=== Record extracts ===

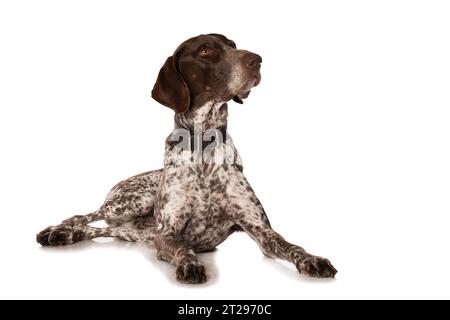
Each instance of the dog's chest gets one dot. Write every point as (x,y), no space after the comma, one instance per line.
(210,222)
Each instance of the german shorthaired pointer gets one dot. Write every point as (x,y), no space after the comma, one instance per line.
(201,196)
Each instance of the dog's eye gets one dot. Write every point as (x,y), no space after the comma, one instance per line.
(205,51)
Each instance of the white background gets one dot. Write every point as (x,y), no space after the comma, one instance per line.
(353,109)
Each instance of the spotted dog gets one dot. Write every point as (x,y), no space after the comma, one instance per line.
(201,196)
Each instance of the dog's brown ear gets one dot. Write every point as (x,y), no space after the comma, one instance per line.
(170,88)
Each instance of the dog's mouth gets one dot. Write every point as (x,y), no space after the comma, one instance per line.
(246,89)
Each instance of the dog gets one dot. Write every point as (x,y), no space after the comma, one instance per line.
(201,196)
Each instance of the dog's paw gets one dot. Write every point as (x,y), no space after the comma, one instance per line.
(42,237)
(61,235)
(316,267)
(191,272)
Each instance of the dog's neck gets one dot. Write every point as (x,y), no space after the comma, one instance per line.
(212,114)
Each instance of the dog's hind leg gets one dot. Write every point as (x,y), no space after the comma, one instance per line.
(140,229)
(129,203)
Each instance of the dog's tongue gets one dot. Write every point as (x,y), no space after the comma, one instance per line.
(238,99)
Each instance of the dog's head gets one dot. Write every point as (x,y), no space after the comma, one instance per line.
(206,67)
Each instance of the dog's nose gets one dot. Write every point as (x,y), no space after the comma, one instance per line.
(253,60)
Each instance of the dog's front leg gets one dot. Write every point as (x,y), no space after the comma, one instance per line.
(180,254)
(250,215)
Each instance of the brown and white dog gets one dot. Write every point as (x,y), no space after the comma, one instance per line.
(201,196)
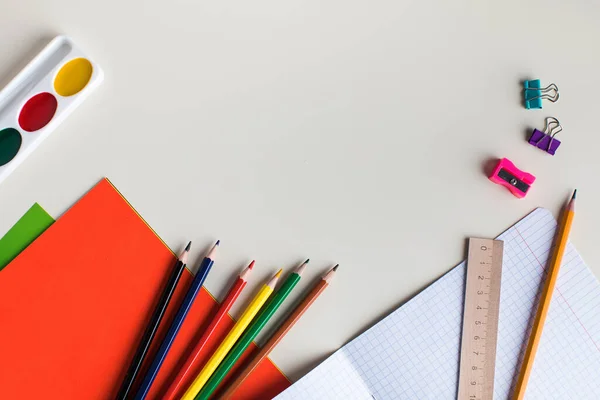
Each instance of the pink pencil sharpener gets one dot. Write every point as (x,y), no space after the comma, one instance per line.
(512,178)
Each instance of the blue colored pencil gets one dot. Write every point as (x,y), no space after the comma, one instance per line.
(190,296)
(152,327)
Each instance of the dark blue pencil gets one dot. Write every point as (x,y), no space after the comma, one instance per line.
(190,296)
(152,326)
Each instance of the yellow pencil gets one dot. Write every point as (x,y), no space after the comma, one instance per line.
(538,325)
(235,333)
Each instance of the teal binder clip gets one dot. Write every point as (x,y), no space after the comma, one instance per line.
(535,93)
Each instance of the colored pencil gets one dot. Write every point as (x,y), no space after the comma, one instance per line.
(224,308)
(560,245)
(280,333)
(152,327)
(233,335)
(266,313)
(185,306)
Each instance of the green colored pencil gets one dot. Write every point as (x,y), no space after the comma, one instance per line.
(255,327)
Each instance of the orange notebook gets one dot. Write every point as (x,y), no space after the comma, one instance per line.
(74,304)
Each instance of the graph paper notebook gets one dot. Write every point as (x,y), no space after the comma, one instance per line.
(414,352)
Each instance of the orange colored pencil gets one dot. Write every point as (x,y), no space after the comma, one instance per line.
(188,371)
(300,309)
(562,237)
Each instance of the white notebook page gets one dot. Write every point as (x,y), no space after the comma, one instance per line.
(414,352)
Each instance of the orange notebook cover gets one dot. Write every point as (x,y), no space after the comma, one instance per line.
(74,304)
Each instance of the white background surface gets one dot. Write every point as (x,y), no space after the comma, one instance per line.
(344,131)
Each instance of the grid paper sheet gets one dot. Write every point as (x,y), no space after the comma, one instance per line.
(414,352)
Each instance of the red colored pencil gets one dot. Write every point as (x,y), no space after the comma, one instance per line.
(192,360)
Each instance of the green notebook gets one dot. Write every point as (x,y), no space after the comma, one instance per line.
(31,225)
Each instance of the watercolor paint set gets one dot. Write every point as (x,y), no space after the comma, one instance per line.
(40,97)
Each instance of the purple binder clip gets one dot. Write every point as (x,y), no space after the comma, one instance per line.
(546,140)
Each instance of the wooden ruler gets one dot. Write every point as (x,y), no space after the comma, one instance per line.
(480,320)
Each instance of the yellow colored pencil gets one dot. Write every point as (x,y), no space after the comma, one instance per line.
(235,333)
(562,237)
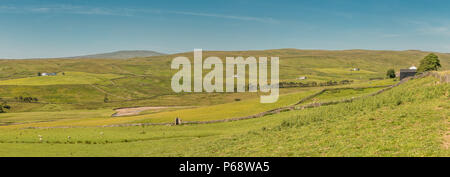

===

A verbatim transcription of the listing is expected, with no pictures included.

Each instance of the dog's chest gets one dot. Write every point as (x,y), no space after the comma, one instance per line.
(210,222)
Each instance of the german shorthaired pointer gets one dot. Write every point as (x,y), no space after the comma, one instance per line.
(201,196)
Each instance of the dog's eye gets one dot. Write every point as (x,y), no space after the comma, one instance per line.
(205,51)
Each instance of the white background gets one dot. Write every point as (x,y), no space after the comma, one instance per line.
(353,109)
Each instance of the spotted dog gets one dot. Write every point as (x,y), no space after the comma, one instance per line.
(201,196)
Each instance of the dog's brown ear gets one dot. Write every point as (x,y), no space after the comma, one instance per line.
(170,88)
Each instance of the dog's mouth gets one dot. Write every point as (x,y), no space after the comma, one instance per line.
(246,89)
Each instance of the dog gets one dot. Write every point as (x,y), no space after the comma, one instance per line.
(201,196)
Each instance of the dog's paw gets one dot. Write every point as (x,y), no space after the comma, one instance per line.
(42,237)
(61,235)
(316,267)
(191,272)
Each instance of the dog's neck gets one dot. Write every point as (x,y), no space after the comma, one instance per line.
(212,114)
Each instance of the dog's hind leg gets one dot. Write every point as (x,y), no space after the comma, one instance per line.
(140,229)
(129,203)
Each instance of the dog's tongue gets one dot. Write every point as (x,y), no space after the comma, one instance per line.
(238,99)
Each instance of the dog's head gets one dot. Write every point as (x,y), no space after the comma, one instance per line.
(206,67)
Each instance of the dog's nose gets one dot. Write every point as (x,y), no space after the comma, one instance per line.
(253,60)
Each instance of the dog's front leg gets one dot. Write every point as (x,y), no space after the comma, one instance per line.
(180,254)
(250,215)
Each instance of the brown and white dog gets one dot. Write every point as (x,y), no space after the comma, one instance per line.
(201,196)
Each instance of the pink pencil sharpener gets one dot. Write every point as (x,y), no space after the comma, one instance per line.
(512,178)
Each instance of the blue colored pencil gets one dot. Write every point as (x,y), no space after the comma, one instance per line.
(190,296)
(152,327)
Each instance of the dark blue pencil gets one dot. Write every point as (x,y), no space after the comma, one instance per line.
(190,296)
(152,326)
Each instance of the yellow pencil gets one dot. Write every point as (x,y), no space after the comma, one instance per line.
(538,325)
(235,333)
Each instance of the teal binder clip gets one dot. Write every point as (x,y), no space after the comma, one instance per line.
(535,93)
Each instance of the colored pencil gets one dot. Write every point as (x,y), no space after the comma, one instance per line.
(224,308)
(560,245)
(280,333)
(152,327)
(233,335)
(266,313)
(185,306)
Each instance of the green colored pencil gets one dot. Write every point as (x,y), no space after the comma, one instance per line.
(255,327)
Each instance of the orange notebook gets one dot. Write every point as (x,y), no space after the comma, one instance per line.
(74,304)
Each instance of the graph paper notebook gets one dot. Write every point as (x,y), no space after the comma, one instance per line.
(414,352)
Each instance of the orange colored pencil gets one dot. Write every point as (x,y), no space after the comma, one instance per line.
(188,371)
(300,309)
(562,237)
Each instance of the white notebook page gets one dot. Write every point as (x,y), no space after the comma, one instance per line.
(414,352)
Each instance of the orange notebook cover gets one dot. Write every point as (x,y), no space after the comma, one instance per line.
(74,304)
Each instance of the white background surface gets one dot. Write every point as (x,y), no space after the comma, one instance per line.
(344,131)
Each instance of the grid paper sheet gets one dot. Write every point as (x,y), no space after the comma, one instance per line.
(414,352)
Each instance of the red colored pencil gets one dot. Write every point as (x,y), no space after the comma, one instance per line.
(192,360)
Each instance of the green notebook gets one dot. Write every point as (x,y), no space after the comma, one instance per line.
(31,225)
Each instance of the watercolor paint set gets one dot. Write every point as (x,y), no space after the comma, one instance per line.
(40,97)
Each instance of the purple binder clip gets one dot. Write every point as (x,y), no space after the comma, one instance per line.
(546,140)
Each instance of the wooden ruler gets one dot. Write every point as (x,y), no space after the comma, one instance per line.
(480,320)
Each instance of the yellow colored pencil gets one dot. Write every point as (x,y), no space after the comma, one instance per line.
(235,333)
(562,237)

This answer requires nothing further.